§ What you need to do: Give all the lines below again, exactly, with no pictures.

§ Recorded data:
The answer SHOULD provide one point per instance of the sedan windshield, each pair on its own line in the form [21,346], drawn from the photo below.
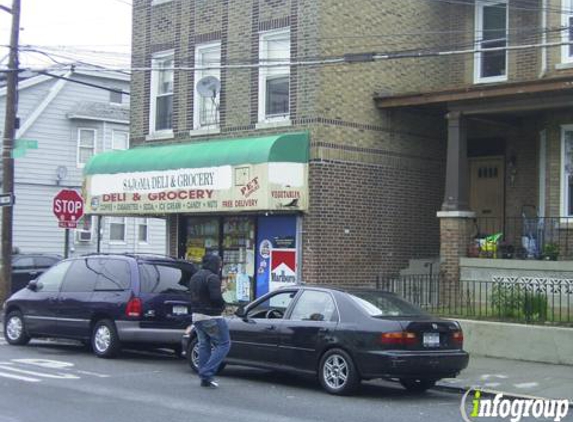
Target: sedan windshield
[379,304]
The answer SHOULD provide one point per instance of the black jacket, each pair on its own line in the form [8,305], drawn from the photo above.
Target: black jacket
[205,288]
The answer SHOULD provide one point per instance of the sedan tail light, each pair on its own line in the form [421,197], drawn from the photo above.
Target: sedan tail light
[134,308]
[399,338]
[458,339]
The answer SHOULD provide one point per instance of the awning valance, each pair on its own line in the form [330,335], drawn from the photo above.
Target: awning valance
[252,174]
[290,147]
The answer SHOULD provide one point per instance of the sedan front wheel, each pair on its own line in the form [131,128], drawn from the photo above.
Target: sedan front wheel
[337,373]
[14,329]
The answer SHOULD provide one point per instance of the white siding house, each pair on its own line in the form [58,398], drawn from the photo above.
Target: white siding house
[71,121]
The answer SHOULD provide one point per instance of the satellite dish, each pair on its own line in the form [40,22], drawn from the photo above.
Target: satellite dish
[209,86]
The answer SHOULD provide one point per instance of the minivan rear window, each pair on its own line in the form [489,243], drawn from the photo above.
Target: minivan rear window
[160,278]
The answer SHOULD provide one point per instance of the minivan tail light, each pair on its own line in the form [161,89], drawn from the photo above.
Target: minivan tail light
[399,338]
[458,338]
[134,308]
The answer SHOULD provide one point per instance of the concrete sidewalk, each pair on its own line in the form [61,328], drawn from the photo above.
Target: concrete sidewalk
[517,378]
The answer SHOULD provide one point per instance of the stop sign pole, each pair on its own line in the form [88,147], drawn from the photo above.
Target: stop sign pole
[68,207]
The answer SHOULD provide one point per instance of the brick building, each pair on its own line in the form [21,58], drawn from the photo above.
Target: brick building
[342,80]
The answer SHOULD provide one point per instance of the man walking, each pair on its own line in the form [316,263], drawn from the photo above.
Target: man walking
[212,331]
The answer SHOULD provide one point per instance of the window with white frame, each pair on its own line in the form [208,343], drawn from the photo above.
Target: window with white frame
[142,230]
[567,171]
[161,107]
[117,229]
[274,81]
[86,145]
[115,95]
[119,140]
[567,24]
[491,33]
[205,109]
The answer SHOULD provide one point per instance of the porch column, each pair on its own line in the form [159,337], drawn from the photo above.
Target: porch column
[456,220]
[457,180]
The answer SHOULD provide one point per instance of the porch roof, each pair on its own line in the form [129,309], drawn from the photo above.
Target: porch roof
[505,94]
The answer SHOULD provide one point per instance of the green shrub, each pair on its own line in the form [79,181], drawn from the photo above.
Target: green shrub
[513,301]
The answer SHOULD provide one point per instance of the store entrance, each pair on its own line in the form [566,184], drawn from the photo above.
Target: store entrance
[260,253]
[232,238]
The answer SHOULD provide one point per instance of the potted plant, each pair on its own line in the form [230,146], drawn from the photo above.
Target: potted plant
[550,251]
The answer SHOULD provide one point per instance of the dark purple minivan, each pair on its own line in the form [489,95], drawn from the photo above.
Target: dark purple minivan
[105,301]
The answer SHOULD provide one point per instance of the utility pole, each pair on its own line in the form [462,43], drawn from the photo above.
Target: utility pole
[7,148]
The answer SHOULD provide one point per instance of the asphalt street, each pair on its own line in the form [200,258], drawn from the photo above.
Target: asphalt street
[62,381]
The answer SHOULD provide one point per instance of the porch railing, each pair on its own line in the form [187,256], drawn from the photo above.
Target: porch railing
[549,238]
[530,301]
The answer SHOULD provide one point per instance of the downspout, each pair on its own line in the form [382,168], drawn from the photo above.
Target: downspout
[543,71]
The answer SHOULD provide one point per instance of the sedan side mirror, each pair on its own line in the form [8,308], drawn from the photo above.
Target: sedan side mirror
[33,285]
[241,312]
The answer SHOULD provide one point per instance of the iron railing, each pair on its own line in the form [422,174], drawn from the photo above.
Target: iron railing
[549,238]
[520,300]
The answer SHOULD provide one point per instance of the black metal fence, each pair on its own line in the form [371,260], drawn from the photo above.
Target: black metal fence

§ Complete response:
The answer SHOULD provide one point per instance of the sedan windshield, each pair on its own line in the form [21,346], drawn from the photo below.
Target: sedan windshield
[379,304]
The answer SHOULD provide one point per instance of the black jacket, each pair on its own line in the form [8,305], drawn from the photo above.
Target: black jacket
[205,288]
The answer SHOULD provide one point per instance of the sedan tail light, each pair on its own line in the form [421,197], drawn from the photo above.
Target: sedan tail light
[134,308]
[399,338]
[458,339]
The answer SHOULD provide one point per instance of the awning valance, each pair on its own line in the form [330,335], drawn from the photo above.
Target: awning valance
[252,174]
[290,147]
The answer SHOULD provide one point per instance of the sedan front wheel, each pair on its own line in the form [131,128], drawn from the photo above.
Target: sedan front wheel
[337,373]
[14,329]
The answer SHOULD provide one point per instance of the white siding house, each pair on its own line in the form [58,398], drawn from the photo above.
Target: white siding house
[71,121]
The answer SHOULD provide one point per instance of the satellite dish, each pair on its own line in the form [40,22], drawn from the photo above.
Target: satellite dish
[209,86]
The answer SHOULD provide one point per instance of the minivan rear window, each pair on its own line in the form [489,243], drawn from the photo above.
Target: minivan rear window
[160,278]
The answer SHOULD provide one point per instance of the minivan tail light, each pair on its own line in the form [161,89], drawn from the photo above.
Target: minivan tail light
[399,338]
[458,338]
[134,308]
The answer SHOULD provide one point per instance of the concrete sidewalk, each pair on its own line in the form [61,328], drawn from the photo above.
Target: concrete sidewalk
[517,378]
The answer SHOULD provide one point per instance of the stop sign pole, each pair on its own line in the form [88,147], drawn from the photo above.
Target: stop sign pole
[68,207]
The answer SHOULD provide one point per instance of the brick building, each pair on its own line in the form [21,58], drawn from the photo above.
Target: brick building
[342,80]
The answer SHOULD provide one point per instance of the man walking, each pair on its own line in the form [316,263], drawn from the photo above.
Target: man walking
[212,331]
The answer SHOULD provide one point per instance of the window with white frame, each pair on its own line in the form [208,343], drawn from the photo above.
Target: window with white frame
[142,230]
[567,171]
[161,107]
[117,229]
[274,81]
[86,145]
[115,95]
[119,140]
[567,24]
[491,33]
[205,109]
The answer SHOULD provide one point per instance of the porch column, each pair on its own line in the form [159,337], drawn from the photo above.
Target: porch column
[456,220]
[457,180]
The answer SHOULD provide one point per instance of the porch roof, each pair on its own line in the form [129,309], drawn from the photo above.
Target: porch roof
[505,94]
The answer SHOULD provide one point per instance of the green shrub, each pair on its own line in the form [79,181], drawn from the photo above.
Target: green shrub
[513,301]
The answer SHOULD provide one point per instance of the store entrance, each pair on its own line in the form [566,184], drawn from the photo above.
Target: store entrance
[260,253]
[232,238]
The answer SHOULD provide one point per instance of the potted plant, each pair on its own line in the form [230,146], drawn from the photo above.
Target: potted plant
[550,251]
The answer SHOULD provide one point per instance of the dark purple minivan, each pair on its own line in the form [489,95], drawn from the photo above.
Target: dark purple minivan
[105,301]
The answer SHOULD provide one point per instance of the utility pole, each pair on its own line in the form [462,43], drawn from the photo above.
Target: utility pole
[7,148]
The answer SHOULD provide one point per instance of the asphalt street, each pair on its own line in the form [200,258], drawn from the photo above.
Target: asphalt street
[62,381]
The answer SHOULD provide one point per instance of the porch railing, each pair on its own line in the form [187,256], drawn from the photo above.
Target: porch railing
[549,238]
[530,301]
The answer SHOULD provide one point per instance of the downspout, each pair on its own line in the form [382,168], drawn from the photo above.
Target: downspout
[543,71]
The answer SHOULD provide one point per instance of the sedan side mirror, each pair on its own line in the form [8,308], drawn from the photo above.
Target: sedan side mirror
[33,285]
[241,312]
The answer SHOULD provide one point per instance of the iron railing, each pair on its own line in the form [422,174], drawn from the photo above.
Target: iron railing
[549,238]
[520,300]
The answer SHOULD provide one point per instance of the black metal fence, each pair on its own line in the form [371,260], drawn from the photo above.
Target: black metal fence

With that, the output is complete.